■ **DATA ENTRIES**
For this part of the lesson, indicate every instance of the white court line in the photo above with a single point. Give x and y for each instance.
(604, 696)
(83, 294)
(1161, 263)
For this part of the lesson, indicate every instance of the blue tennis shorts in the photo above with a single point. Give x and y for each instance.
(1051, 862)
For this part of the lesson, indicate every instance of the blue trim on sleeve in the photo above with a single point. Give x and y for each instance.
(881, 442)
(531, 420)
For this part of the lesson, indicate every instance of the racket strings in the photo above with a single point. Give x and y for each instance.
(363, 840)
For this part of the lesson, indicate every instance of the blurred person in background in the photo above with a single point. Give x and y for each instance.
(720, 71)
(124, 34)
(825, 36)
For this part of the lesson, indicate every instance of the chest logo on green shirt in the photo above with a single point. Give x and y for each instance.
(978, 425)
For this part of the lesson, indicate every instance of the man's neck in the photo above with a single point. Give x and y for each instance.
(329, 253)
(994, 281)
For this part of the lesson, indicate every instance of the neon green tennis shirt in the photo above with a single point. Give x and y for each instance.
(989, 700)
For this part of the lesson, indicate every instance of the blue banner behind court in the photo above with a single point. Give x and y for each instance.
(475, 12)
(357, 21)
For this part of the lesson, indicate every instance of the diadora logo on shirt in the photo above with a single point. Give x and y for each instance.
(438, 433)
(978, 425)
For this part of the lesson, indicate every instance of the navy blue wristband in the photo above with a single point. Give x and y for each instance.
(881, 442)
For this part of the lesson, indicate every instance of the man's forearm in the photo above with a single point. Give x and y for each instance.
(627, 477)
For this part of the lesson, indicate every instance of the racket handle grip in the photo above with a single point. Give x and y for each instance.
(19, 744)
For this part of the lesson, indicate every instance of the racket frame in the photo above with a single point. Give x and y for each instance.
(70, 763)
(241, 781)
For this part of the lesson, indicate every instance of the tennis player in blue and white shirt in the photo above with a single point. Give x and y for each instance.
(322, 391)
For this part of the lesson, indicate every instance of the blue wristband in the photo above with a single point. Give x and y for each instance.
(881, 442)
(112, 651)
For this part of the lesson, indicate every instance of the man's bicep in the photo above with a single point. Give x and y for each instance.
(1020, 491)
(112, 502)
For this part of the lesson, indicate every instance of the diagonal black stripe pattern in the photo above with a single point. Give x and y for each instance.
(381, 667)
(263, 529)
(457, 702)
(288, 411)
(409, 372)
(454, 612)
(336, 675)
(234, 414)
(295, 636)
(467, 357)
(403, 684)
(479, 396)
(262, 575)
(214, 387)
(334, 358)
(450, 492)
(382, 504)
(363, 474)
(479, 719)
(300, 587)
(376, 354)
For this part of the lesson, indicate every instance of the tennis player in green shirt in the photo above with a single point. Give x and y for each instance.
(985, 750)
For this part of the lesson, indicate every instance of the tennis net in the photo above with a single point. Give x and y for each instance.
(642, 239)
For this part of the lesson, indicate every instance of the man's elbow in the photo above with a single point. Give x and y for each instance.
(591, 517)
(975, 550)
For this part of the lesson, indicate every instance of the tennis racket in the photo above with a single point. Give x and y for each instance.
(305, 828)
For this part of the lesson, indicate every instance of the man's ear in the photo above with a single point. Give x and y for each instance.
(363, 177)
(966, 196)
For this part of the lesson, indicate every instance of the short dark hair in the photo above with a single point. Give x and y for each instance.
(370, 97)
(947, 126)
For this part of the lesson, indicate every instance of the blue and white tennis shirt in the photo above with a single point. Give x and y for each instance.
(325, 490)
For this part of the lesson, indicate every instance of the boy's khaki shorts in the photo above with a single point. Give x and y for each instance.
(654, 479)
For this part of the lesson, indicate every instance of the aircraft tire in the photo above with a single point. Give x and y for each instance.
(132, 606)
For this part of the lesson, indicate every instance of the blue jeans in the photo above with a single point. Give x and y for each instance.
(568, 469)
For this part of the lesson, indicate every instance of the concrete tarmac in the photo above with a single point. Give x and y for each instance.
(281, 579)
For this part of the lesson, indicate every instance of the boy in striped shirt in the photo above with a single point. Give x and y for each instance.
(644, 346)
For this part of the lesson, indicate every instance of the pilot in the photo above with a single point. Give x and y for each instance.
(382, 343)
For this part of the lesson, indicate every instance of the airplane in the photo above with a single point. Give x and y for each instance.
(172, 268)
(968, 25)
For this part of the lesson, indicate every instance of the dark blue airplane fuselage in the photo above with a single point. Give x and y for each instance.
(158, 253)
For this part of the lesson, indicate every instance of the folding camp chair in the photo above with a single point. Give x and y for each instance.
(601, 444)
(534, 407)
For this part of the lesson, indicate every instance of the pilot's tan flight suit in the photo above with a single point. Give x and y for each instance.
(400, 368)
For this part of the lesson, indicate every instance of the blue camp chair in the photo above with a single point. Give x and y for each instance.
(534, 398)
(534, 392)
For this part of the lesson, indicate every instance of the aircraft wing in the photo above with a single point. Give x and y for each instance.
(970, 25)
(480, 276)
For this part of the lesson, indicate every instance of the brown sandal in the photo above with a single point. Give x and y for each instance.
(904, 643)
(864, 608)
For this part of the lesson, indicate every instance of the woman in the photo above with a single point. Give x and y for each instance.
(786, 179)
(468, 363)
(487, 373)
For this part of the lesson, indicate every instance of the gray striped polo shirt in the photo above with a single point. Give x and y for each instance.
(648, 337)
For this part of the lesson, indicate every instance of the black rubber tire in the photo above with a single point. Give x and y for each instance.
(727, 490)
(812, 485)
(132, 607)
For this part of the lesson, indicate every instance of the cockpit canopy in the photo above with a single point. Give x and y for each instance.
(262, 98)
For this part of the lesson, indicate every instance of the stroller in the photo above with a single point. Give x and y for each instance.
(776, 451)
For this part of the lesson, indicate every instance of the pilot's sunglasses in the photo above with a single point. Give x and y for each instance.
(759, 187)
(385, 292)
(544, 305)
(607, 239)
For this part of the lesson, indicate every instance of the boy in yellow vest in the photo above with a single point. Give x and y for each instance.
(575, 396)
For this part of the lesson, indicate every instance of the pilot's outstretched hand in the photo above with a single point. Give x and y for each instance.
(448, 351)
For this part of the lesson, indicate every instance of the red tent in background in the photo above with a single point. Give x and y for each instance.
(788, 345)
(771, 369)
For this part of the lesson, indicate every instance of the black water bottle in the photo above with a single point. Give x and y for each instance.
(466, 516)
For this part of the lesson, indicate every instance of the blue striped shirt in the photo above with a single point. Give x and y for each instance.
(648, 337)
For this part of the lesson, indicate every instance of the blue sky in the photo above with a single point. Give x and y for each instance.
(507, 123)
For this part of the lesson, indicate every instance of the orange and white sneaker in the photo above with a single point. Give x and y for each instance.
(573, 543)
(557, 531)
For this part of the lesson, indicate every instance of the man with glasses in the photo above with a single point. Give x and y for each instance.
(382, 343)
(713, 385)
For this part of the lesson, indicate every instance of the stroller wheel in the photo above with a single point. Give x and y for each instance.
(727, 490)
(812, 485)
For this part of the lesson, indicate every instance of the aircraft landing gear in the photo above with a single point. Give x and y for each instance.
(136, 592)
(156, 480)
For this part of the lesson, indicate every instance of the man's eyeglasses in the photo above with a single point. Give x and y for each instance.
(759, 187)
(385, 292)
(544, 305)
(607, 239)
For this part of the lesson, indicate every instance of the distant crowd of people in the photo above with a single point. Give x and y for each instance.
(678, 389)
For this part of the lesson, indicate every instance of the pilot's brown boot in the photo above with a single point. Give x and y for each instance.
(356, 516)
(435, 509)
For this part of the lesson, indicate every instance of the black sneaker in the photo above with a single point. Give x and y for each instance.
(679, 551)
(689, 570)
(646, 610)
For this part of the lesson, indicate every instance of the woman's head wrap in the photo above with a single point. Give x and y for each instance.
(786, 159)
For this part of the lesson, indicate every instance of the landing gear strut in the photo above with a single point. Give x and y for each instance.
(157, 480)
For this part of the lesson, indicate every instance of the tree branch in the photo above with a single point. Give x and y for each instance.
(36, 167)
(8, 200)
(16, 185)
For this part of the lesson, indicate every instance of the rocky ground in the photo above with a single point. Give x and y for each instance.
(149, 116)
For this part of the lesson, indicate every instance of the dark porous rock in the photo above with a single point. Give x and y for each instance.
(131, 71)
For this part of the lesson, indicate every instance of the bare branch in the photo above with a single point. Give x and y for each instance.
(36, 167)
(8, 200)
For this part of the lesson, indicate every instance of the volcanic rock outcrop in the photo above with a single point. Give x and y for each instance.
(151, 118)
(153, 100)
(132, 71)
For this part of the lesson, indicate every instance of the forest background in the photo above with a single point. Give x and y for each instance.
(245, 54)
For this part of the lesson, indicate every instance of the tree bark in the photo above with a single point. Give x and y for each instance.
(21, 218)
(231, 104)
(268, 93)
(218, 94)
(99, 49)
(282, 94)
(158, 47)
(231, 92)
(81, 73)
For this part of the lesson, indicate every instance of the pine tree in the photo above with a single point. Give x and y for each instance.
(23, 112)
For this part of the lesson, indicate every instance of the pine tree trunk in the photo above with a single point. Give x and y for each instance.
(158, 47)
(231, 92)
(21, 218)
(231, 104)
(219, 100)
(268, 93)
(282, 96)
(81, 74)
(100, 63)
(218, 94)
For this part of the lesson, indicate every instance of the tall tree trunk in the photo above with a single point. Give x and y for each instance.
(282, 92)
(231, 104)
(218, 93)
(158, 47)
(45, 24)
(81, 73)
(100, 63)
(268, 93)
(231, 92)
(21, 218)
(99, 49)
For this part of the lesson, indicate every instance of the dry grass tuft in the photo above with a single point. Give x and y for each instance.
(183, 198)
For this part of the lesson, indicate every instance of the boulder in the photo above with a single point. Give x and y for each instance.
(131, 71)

■ **WHAT THE TASK ASKS**
Please copy out, character for character, every line from the beginning of the entries through the line holding "(1161, 263)", inclusive.

■ **FINAL RESULT**
For this part of the lesson, indicate every instance of the white court line in the photo above with a single point. Give x and y for each instance.
(604, 696)
(83, 294)
(1161, 263)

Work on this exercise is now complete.